(Beginning of Page text)
There is nothing we love more than elotes, which is a Mexican street corn treat, where grilled corn is slathered in spices, herbs, and cheese. For a party, it’s a little hard to bring a tray of elotes so I made a salad in the same flavor spirit. I won’t go so far as to call it esquites, because I don’t serve it warm, but it’s fairly close.
This may look like just a boring old bowl of corn, but when these flavors come together, some sort of magic happens. This corn salad disappeared as quickly as the queso at my last party, and that is saying something.
Get the best grilled corn salad recipe after the jump…
The Best Grilled Corn Salad Recipe
4 ears of corn
Juice of 3-4 Limes
1.5 tsp ground cumin
1.5 tsp chili powder (mild)
1/2 cup olive oil
2 cups cherry tomatoes, halved
1/2 cup diced cilantro
3/4 cup diced red onion (dice it very small)
(End of Page text)
(Beginning of Data extracts)
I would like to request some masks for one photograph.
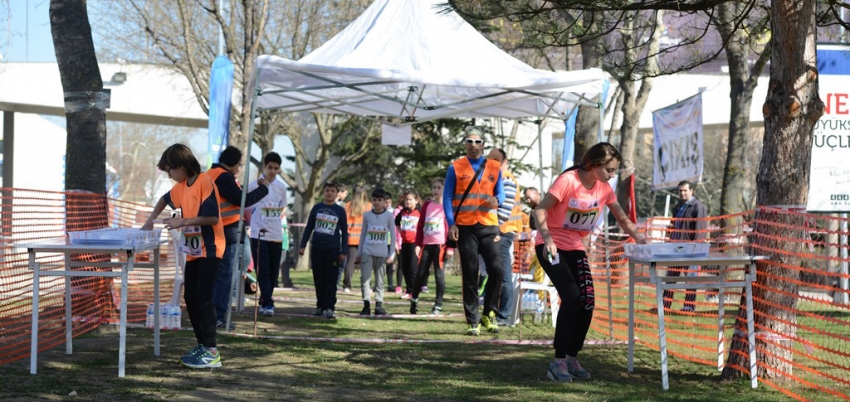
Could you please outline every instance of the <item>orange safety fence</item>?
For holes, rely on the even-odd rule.
[[[32,274],[27,252],[15,244],[64,236],[73,230],[102,227],[139,227],[151,208],[84,193],[56,193],[0,188],[0,364],[29,356],[32,314]],[[758,264],[753,283],[760,383],[799,400],[850,400],[850,303],[847,282],[847,219],[794,210],[758,208],[741,214],[710,217],[700,222],[699,237],[710,242],[713,253],[767,255]],[[641,229],[653,241],[666,241],[674,230],[670,218],[651,218]],[[163,234],[163,239],[168,236]],[[517,241],[516,270],[528,272],[533,242]],[[161,249],[161,299],[172,297],[176,263],[170,245]],[[628,325],[628,260],[622,241],[595,237],[588,247],[596,290],[592,328],[602,336],[626,340]],[[150,258],[141,255],[140,258]],[[102,255],[80,255],[97,261]],[[606,263],[607,261],[607,263]],[[59,255],[39,262],[61,266]],[[90,268],[102,269],[102,268]],[[662,269],[663,271],[663,269]],[[703,266],[701,272],[717,272]],[[647,275],[639,267],[637,275]],[[740,280],[744,267],[730,267],[727,278]],[[128,289],[128,321],[143,322],[153,302],[153,273],[135,270]],[[119,278],[73,278],[73,335],[90,332],[102,323],[117,322]],[[64,338],[64,278],[45,277],[40,286],[39,350],[60,345]],[[725,292],[725,325],[718,341],[718,294],[698,290],[696,311],[680,311],[684,291],[674,293],[665,316],[670,356],[717,365],[718,342],[722,357],[746,373],[745,323],[739,317],[742,292]],[[637,344],[659,350],[655,289],[635,284]],[[740,312],[743,314],[743,312]],[[737,328],[736,328],[737,327]],[[739,343],[740,343],[739,342]],[[660,362],[645,364],[658,367]],[[727,367],[727,369],[729,369]],[[670,371],[675,373],[675,359]]]
[[[652,241],[669,241],[670,218],[651,218],[642,231]],[[760,382],[798,400],[850,400],[850,303],[848,303],[847,219],[789,209],[757,208],[698,222],[698,237],[711,252],[765,255],[753,282],[756,351]],[[596,313],[592,327],[612,339],[627,340],[628,260],[622,242],[596,238],[589,250],[595,278]],[[605,254],[608,253],[608,264]],[[648,275],[637,266],[636,275]],[[700,272],[716,273],[703,266]],[[659,267],[659,274],[664,268]],[[742,280],[744,267],[727,269],[728,280]],[[610,285],[607,283],[610,278]],[[718,340],[718,294],[698,290],[696,311],[683,311],[684,290],[676,290],[665,314],[670,356],[717,367],[723,342],[726,370],[749,375],[743,289],[725,291],[725,325]],[[743,304],[745,306],[745,304]],[[635,284],[636,343],[660,350],[655,288]],[[736,325],[737,323],[737,325]],[[740,335],[740,346],[732,344]],[[729,350],[733,351],[730,360]],[[731,363],[731,364],[730,364]],[[650,362],[660,367],[660,361]],[[671,361],[671,373],[675,362]]]
[[[106,227],[140,227],[152,208],[102,195],[81,192],[46,192],[0,188],[0,364],[29,357],[32,330],[33,275],[27,250],[16,244],[38,243],[65,236],[67,232]],[[169,236],[163,234],[163,240]],[[151,252],[136,260],[148,262]],[[102,254],[74,254],[80,261],[105,261]],[[176,269],[169,244],[161,248],[160,302],[173,293]],[[40,253],[36,260],[43,269],[62,267],[62,254]],[[84,267],[84,270],[104,268]],[[144,322],[147,305],[153,303],[153,271],[133,270],[128,281],[127,321]],[[40,278],[40,351],[65,342],[65,278]],[[117,323],[120,278],[71,277],[73,336],[97,329],[102,323]]]

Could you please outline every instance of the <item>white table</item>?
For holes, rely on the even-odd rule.
[[[32,339],[30,348],[30,374],[37,373],[38,361],[38,302],[39,282],[42,276],[64,276],[65,277],[65,353],[72,354],[72,324],[71,317],[71,277],[104,277],[121,278],[121,306],[119,320],[119,347],[118,347],[118,377],[124,377],[124,361],[126,357],[127,344],[127,288],[129,287],[128,275],[134,268],[152,268],[154,275],[154,355],[159,356],[159,253],[160,243],[146,244],[73,244],[67,238],[48,240],[41,243],[21,243],[15,247],[25,248],[29,253],[29,268],[33,271],[33,298],[32,298]],[[144,251],[153,252],[153,262],[136,262],[136,254]],[[64,254],[64,269],[57,267],[42,267],[36,262],[37,253]],[[71,254],[93,253],[109,254],[110,256],[126,256],[125,261],[118,262],[84,262],[71,261]],[[118,268],[108,271],[80,271],[74,270],[79,267]]]
[[[668,289],[718,289],[717,304],[717,368],[723,369],[724,338],[724,291],[726,288],[744,288],[747,303],[747,339],[750,355],[750,384],[753,388],[758,387],[756,376],[756,340],[753,322],[753,286],[756,279],[756,261],[763,260],[764,256],[751,255],[722,255],[709,254],[705,257],[676,257],[676,258],[629,258],[629,358],[627,370],[634,370],[635,349],[635,283],[650,283],[655,285],[655,298],[658,311],[658,342],[661,349],[661,385],[664,390],[670,388],[667,379],[667,333],[664,328],[664,291]],[[649,276],[635,277],[635,265],[647,265]],[[691,265],[716,265],[719,270],[717,275],[700,276],[677,276],[668,277],[658,275],[657,267],[688,267]],[[737,281],[726,280],[726,268],[729,266],[745,265],[744,279]]]

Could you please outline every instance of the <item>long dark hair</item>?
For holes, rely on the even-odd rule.
[[[611,161],[611,159],[622,161],[623,157],[620,155],[620,151],[618,151],[617,148],[611,145],[610,143],[600,142],[590,147],[590,149],[588,149],[584,153],[584,155],[581,157],[581,162],[579,162],[577,165],[568,167],[566,170],[561,172],[561,174],[576,169],[590,170],[597,166],[607,164]]]

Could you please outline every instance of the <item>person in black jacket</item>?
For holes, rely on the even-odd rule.
[[[237,242],[239,236],[239,206],[242,204],[242,187],[236,182],[236,175],[242,167],[242,151],[234,146],[229,146],[221,151],[218,163],[214,163],[206,172],[218,188],[218,208],[221,212],[221,222],[224,225],[225,249],[224,256],[218,267],[213,291],[213,304],[215,304],[216,326],[224,328],[225,314],[230,304],[230,293],[233,285],[233,255],[238,250]],[[262,180],[262,176],[260,176]],[[254,205],[269,193],[265,182],[245,197],[245,207]],[[244,238],[244,235],[242,236]],[[235,329],[231,324],[229,330]]]
[[[679,205],[676,206],[676,213],[673,215],[672,230],[670,233],[670,241],[673,242],[699,242],[707,237],[705,205],[694,197],[694,186],[689,181],[679,182]],[[667,270],[667,276],[697,276],[699,266],[690,267],[670,267]],[[685,306],[683,312],[694,311],[694,301],[696,300],[696,290],[688,289],[685,291]],[[664,308],[669,309],[673,303],[673,291],[664,291]]]

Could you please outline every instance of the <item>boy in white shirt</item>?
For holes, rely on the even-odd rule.
[[[395,258],[395,219],[387,209],[387,194],[382,189],[372,191],[372,210],[363,214],[363,232],[357,248],[356,262],[360,263],[360,292],[363,295],[363,310],[360,315],[369,315],[372,272],[375,273],[375,315],[386,315],[384,302],[384,279],[386,265]],[[387,240],[390,247],[387,248]]]
[[[260,314],[274,315],[274,283],[277,282],[280,256],[283,251],[283,231],[280,221],[286,210],[286,184],[278,177],[280,155],[269,152],[263,157],[262,179],[268,183],[269,193],[251,208],[251,257],[260,285]],[[259,186],[259,179],[248,185],[248,191]]]

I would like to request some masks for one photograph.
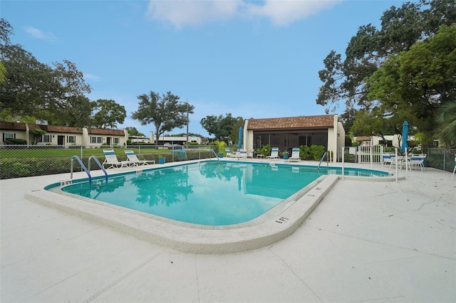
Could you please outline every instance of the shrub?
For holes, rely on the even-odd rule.
[[[325,147],[323,145],[312,144],[310,149],[311,154],[315,161],[320,161],[325,153]]]
[[[271,146],[269,144],[264,144],[261,148],[255,149],[255,154],[262,154],[265,157],[271,154]]]

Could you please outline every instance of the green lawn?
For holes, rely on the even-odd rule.
[[[157,149],[152,147],[128,147],[113,149],[115,154],[125,156],[125,149],[131,149],[137,154],[168,154],[171,153],[170,149]],[[73,156],[81,156],[81,147],[62,148],[56,147],[37,146],[33,147],[21,148],[15,146],[11,148],[4,147],[0,149],[0,159],[30,159],[30,158],[56,158],[69,157]],[[103,148],[84,148],[82,149],[83,158],[88,158],[90,156],[95,156],[97,158],[104,157]]]

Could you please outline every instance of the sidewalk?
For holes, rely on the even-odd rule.
[[[1,302],[456,302],[448,172],[339,181],[291,235],[229,255],[160,248],[24,198],[66,178],[0,181]]]

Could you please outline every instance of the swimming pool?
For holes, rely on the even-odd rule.
[[[348,176],[388,173],[346,169]],[[322,175],[341,169],[207,161],[80,182],[61,191],[167,219],[230,225],[255,219]]]
[[[223,163],[227,160],[222,160]],[[214,160],[196,160],[188,161],[187,164],[213,162]],[[229,163],[231,162],[231,163]],[[253,161],[252,161],[253,162]],[[250,163],[252,163],[250,162]],[[256,161],[258,163],[257,161]],[[227,161],[224,170],[228,167],[237,167],[242,165],[240,161]],[[291,170],[291,174],[300,174],[307,170],[315,170],[316,166],[307,166],[300,164],[281,164],[269,166],[263,162],[263,165],[269,167],[271,172],[276,174],[282,170]],[[166,164],[155,166],[152,169],[141,171],[130,171],[120,173],[110,171],[109,180],[114,177],[127,178],[138,176],[145,172],[159,170],[158,167],[175,166],[174,164]],[[182,166],[179,166],[182,169]],[[209,166],[208,166],[209,167]],[[239,166],[239,169],[241,167]],[[228,225],[206,225],[187,223],[182,221],[168,219],[159,216],[148,214],[123,206],[109,204],[98,201],[85,196],[76,196],[65,193],[61,190],[66,184],[73,183],[87,182],[88,179],[76,180],[62,179],[43,188],[36,188],[27,191],[26,197],[29,201],[58,210],[69,216],[86,220],[98,225],[105,226],[115,230],[120,233],[127,234],[132,237],[164,246],[172,250],[190,253],[204,254],[221,254],[240,253],[247,250],[259,249],[284,239],[291,235],[304,222],[306,218],[312,213],[314,209],[323,200],[325,195],[331,190],[333,186],[341,178],[340,174],[333,174],[341,172],[341,168],[321,167],[321,174],[316,181],[306,186],[299,189],[297,192],[284,199],[278,205],[269,211],[250,221],[239,224]],[[324,174],[324,171],[331,174]],[[370,171],[370,173],[366,172]],[[356,172],[358,171],[358,172]],[[81,173],[84,174],[83,172]],[[355,175],[367,176],[371,174],[371,177],[355,176]],[[104,179],[101,171],[94,171],[93,178],[94,181]],[[393,181],[395,176],[388,173],[358,169],[346,169],[346,180],[356,179],[371,181]],[[200,176],[202,179],[203,176]],[[205,177],[204,177],[205,178]],[[401,177],[403,179],[404,177]],[[120,180],[120,179],[119,179]],[[206,179],[211,182],[212,179]],[[235,178],[236,188],[232,190],[239,191],[239,184]],[[245,179],[244,179],[245,180]],[[291,178],[294,180],[294,178]],[[118,182],[122,183],[120,181]],[[234,186],[234,184],[232,184]],[[241,183],[244,186],[244,183]],[[241,187],[242,190],[244,187]],[[217,193],[208,192],[207,195],[215,198],[221,198],[222,195]]]

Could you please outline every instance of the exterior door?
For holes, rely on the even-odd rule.
[[[63,145],[65,143],[65,136],[57,136],[57,145]]]

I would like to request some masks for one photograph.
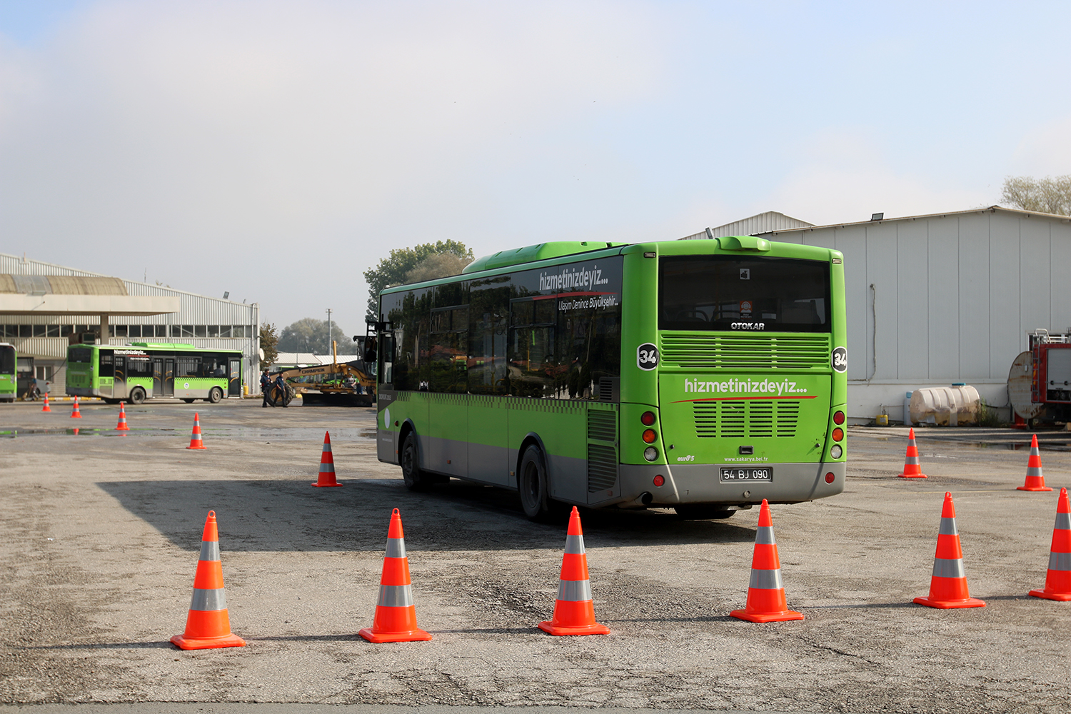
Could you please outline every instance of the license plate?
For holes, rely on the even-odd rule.
[[[726,468],[721,469],[721,481],[731,481],[731,482],[754,482],[754,481],[773,481],[773,468],[764,466],[760,468],[755,467],[737,467],[737,468]]]

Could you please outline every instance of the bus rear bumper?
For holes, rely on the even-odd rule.
[[[764,464],[773,469],[771,481],[723,482],[720,467],[713,464],[668,466],[625,465],[619,467],[621,498],[630,502],[643,493],[651,495],[651,506],[683,503],[799,503],[836,496],[844,490],[847,465],[844,461],[811,464]],[[833,474],[827,483],[827,474]],[[657,475],[665,480],[655,486]],[[610,504],[605,504],[610,505]]]

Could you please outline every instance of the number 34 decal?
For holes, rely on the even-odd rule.
[[[650,343],[645,343],[636,348],[636,366],[640,369],[651,370],[659,366],[659,348]]]

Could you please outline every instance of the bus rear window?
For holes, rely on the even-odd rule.
[[[760,256],[662,258],[659,329],[829,332],[829,263]]]

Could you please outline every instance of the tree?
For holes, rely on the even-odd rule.
[[[265,353],[265,359],[260,361],[261,369],[271,369],[275,364],[275,360],[278,359],[278,350],[275,347],[277,344],[278,333],[275,332],[275,325],[272,323],[260,325],[260,349]]]
[[[1071,215],[1071,174],[1044,179],[1009,176],[1000,192],[1000,202],[1024,211]]]
[[[442,257],[432,260],[433,256]],[[451,261],[446,256],[452,256],[455,260]],[[458,241],[437,241],[391,250],[390,257],[380,260],[375,268],[364,271],[364,279],[368,282],[368,318],[377,318],[379,291],[383,288],[412,282],[409,278],[410,274],[420,275],[421,277],[417,279],[421,280],[456,275],[470,262],[472,262],[472,250]]]
[[[331,320],[331,338],[335,341],[345,340],[349,345],[349,334],[342,331],[338,323]],[[303,317],[292,324],[283,328],[278,337],[278,349],[283,352],[312,352],[313,354],[331,354],[331,341],[328,338],[328,321],[314,317]],[[341,350],[344,354],[345,349]]]

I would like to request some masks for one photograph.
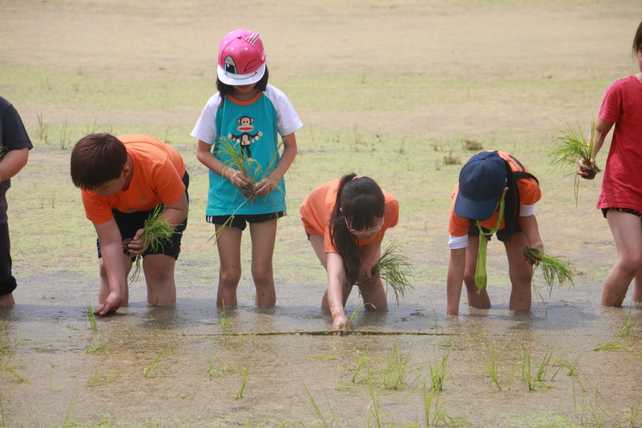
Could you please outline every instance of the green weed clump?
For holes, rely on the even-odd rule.
[[[549,285],[549,295],[556,282],[559,284],[559,287],[561,287],[567,281],[569,282],[569,287],[574,285],[573,275],[576,270],[569,259],[564,259],[559,255],[550,255],[539,247],[524,247],[521,257],[536,268],[541,267],[544,280]]]
[[[386,292],[388,286],[392,288],[394,300],[399,306],[399,297],[405,297],[409,290],[414,290],[410,284],[412,274],[410,271],[410,259],[400,254],[399,245],[394,240],[381,255],[379,260],[372,268],[372,274],[378,275],[386,283]]]
[[[162,218],[165,213],[165,206],[158,205],[151,214],[149,218],[145,220],[145,225],[143,228],[143,234],[141,235],[141,240],[148,243],[148,248],[151,248],[152,251],[158,251],[160,247],[167,243],[172,238],[174,233],[174,227],[168,221]],[[126,250],[129,249],[129,243],[131,239],[126,239],[123,241],[123,248]],[[136,255],[134,259],[134,271],[129,277],[129,282],[133,282],[137,281],[141,276],[141,268],[143,265],[143,255],[141,252]]]
[[[568,122],[566,122],[566,130],[560,130],[561,136],[555,138],[557,143],[553,146],[547,156],[553,158],[551,166],[554,169],[559,167],[569,168],[571,171],[570,174],[575,175],[574,190],[576,203],[580,178],[580,176],[576,173],[578,161],[581,160],[584,164],[588,168],[588,169],[583,170],[588,174],[589,180],[595,178],[597,173],[602,170],[595,165],[595,141],[593,140],[595,121],[591,125],[591,137],[588,141],[582,133],[582,128],[579,124],[578,124],[577,131],[571,128]],[[591,167],[591,165],[594,166]]]

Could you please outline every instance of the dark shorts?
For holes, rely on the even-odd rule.
[[[637,215],[642,220],[642,213],[637,211],[636,210],[633,210],[631,208],[616,208],[615,207],[609,207],[608,208],[602,208],[602,215],[604,216],[604,218],[606,218],[606,213],[608,212],[608,210],[616,210],[616,211],[621,211],[622,213],[628,213],[629,214],[633,214],[633,215]]]
[[[215,225],[225,225],[245,230],[248,223],[265,223],[285,215],[285,211],[268,214],[237,214],[235,215],[205,215],[205,221]],[[230,220],[231,218],[231,220]]]
[[[484,226],[482,226],[482,230],[484,230],[485,233],[488,233],[489,232],[490,232],[489,230],[486,229]],[[511,235],[509,235],[508,230],[506,230],[506,228],[504,228],[504,229],[499,229],[499,230],[497,230],[496,233],[497,239],[499,239],[502,243],[504,243],[507,240],[510,240],[513,235],[519,233],[520,232],[523,232],[523,230],[521,230],[521,226],[519,225],[519,221],[516,221],[515,227],[514,228],[513,233]],[[468,226],[468,235],[479,236],[479,228],[477,227],[477,223],[473,220],[470,220],[470,225]],[[490,236],[486,237],[486,240],[490,240]]]
[[[0,296],[16,290],[16,278],[11,276],[11,243],[9,236],[9,224],[0,225]]]
[[[190,176],[188,175],[187,171],[183,176],[183,183],[185,184],[185,195],[188,199],[188,203],[189,203],[190,195],[188,193],[188,188],[190,187]],[[138,229],[142,229],[145,226],[145,221],[149,218],[150,215],[153,211],[153,210],[150,210],[148,211],[136,211],[136,213],[126,214],[118,210],[111,210],[113,218],[116,220],[118,230],[121,231],[121,239],[125,240],[133,238]],[[164,254],[174,258],[174,260],[178,260],[178,255],[180,253],[180,240],[183,238],[183,232],[187,228],[187,220],[188,219],[185,218],[183,223],[176,226],[174,233],[169,241],[163,244],[160,248],[158,248],[156,251],[152,250],[151,248],[148,248],[143,253],[143,257],[144,258],[150,254]],[[101,243],[98,242],[98,239],[96,240],[96,247],[98,247],[98,258],[101,258],[102,257]],[[128,250],[126,248],[123,248],[123,253],[127,254]]]

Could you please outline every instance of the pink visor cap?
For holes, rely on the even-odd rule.
[[[226,85],[250,85],[265,73],[265,50],[258,33],[239,29],[218,46],[218,78]]]

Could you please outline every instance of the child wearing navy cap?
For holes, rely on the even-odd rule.
[[[486,248],[495,233],[504,243],[509,261],[510,308],[531,308],[533,268],[522,258],[521,251],[527,245],[544,247],[535,218],[535,203],[541,198],[537,178],[509,153],[482,152],[466,163],[454,186],[448,221],[447,315],[459,313],[462,282],[469,306],[490,307]],[[484,239],[480,240],[480,235]]]

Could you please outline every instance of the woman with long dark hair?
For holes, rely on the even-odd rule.
[[[350,330],[344,307],[356,284],[367,310],[388,307],[372,268],[388,228],[397,225],[399,203],[369,177],[347,174],[315,189],[301,205],[301,220],[327,271],[321,310],[332,315],[332,330]]]
[[[453,192],[448,222],[447,315],[459,313],[462,282],[469,306],[490,307],[486,246],[496,232],[508,258],[512,285],[509,307],[515,310],[531,308],[533,268],[521,252],[527,245],[544,247],[535,218],[535,203],[541,198],[537,178],[509,153],[482,152],[464,165]]]

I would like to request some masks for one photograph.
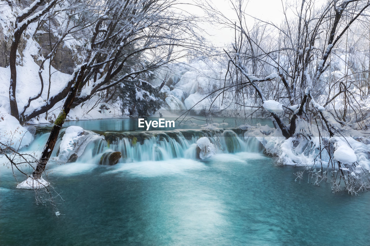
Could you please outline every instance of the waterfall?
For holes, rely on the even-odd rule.
[[[63,129],[64,130],[64,129]],[[61,131],[53,156],[58,154],[65,130]],[[128,163],[146,161],[166,160],[176,158],[196,158],[196,141],[206,137],[216,147],[216,153],[246,152],[260,153],[263,148],[254,137],[245,138],[245,131],[239,129],[217,130],[178,130],[123,132],[95,131],[104,136],[89,143],[78,162],[98,164],[104,153],[120,152],[119,162]],[[42,150],[48,133],[39,133],[29,149]]]

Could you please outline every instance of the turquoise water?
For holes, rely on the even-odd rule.
[[[260,153],[52,169],[57,217],[0,169],[0,245],[369,244],[369,194],[300,184]]]

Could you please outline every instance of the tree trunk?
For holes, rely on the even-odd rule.
[[[78,86],[81,81],[82,81],[83,74],[86,65],[83,66],[81,67],[79,72],[76,74],[77,75],[75,75],[74,81],[75,82],[73,83],[73,85],[71,88],[71,90],[65,99],[63,108],[62,109],[59,116],[55,120],[54,126],[51,130],[50,136],[49,136],[49,138],[45,144],[41,157],[38,160],[38,163],[37,163],[36,168],[32,173],[32,177],[34,178],[39,179],[41,177],[42,173],[45,170],[46,164],[50,158],[53,150],[54,149],[54,147],[55,146],[55,144],[57,142],[57,139],[59,134],[62,126],[63,125],[63,124],[65,120],[65,118],[68,115],[68,113],[69,113],[73,101],[76,97]]]
[[[19,112],[16,97],[16,89],[17,87],[17,48],[20,38],[21,34],[18,32],[14,33],[13,41],[10,47],[9,57],[9,66],[10,68],[10,84],[9,88],[9,99],[10,105],[10,114],[12,116],[19,120]]]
(End of Data extracts)
● **Prompt 1**: Substitute "guacamole" for "queso" in the corn salad text between "This may look" and "chili powder (mild)", inclusive, and give that passage.
● **Prompt 2**: Why won't the author of the corn salad text call the dish esquites?

● **Response area 1**:
This may look like just a boring old bowl of corn, but when these flavors come together, some sort of magic happens. This corn salad disappeared as quickly as the guacamole at my last party, and that is saying something.
Get the best grilled corn salad recipe after the jump…
The Best Grilled Corn Salad Recipe
4 ears of corn
Juice of 3-4 Limes
1.5 tsp ground cumin
1.5 tsp chili powder (mild)

● **Response area 2**: Because the author doesn't serve it warm.